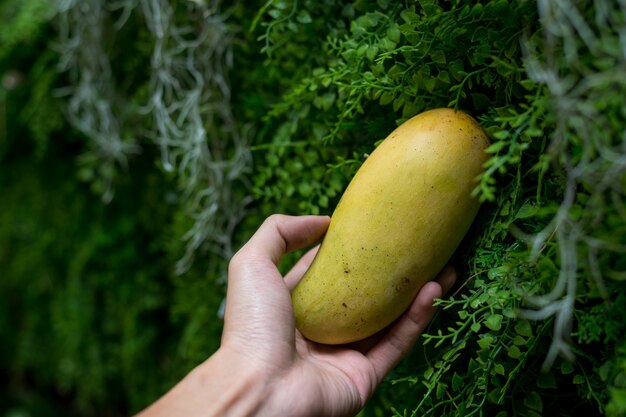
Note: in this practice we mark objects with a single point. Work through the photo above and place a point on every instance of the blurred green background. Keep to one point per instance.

^^^^^^^^^^^^^^^^

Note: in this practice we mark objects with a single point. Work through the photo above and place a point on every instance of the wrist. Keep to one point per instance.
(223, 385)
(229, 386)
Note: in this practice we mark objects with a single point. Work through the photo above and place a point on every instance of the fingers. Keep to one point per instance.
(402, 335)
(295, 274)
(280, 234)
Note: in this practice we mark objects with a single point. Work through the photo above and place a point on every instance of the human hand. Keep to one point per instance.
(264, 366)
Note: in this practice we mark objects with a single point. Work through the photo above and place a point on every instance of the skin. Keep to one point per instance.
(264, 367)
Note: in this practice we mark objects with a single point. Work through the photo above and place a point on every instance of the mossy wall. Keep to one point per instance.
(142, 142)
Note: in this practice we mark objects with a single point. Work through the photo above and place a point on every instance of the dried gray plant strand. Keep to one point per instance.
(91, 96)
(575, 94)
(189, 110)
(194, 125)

^^^^^^^^^^^^^^^^

Written task: Count the lines in the records that contain the word "human" with matching case. Reply with the number alone.

Exercise answer: 1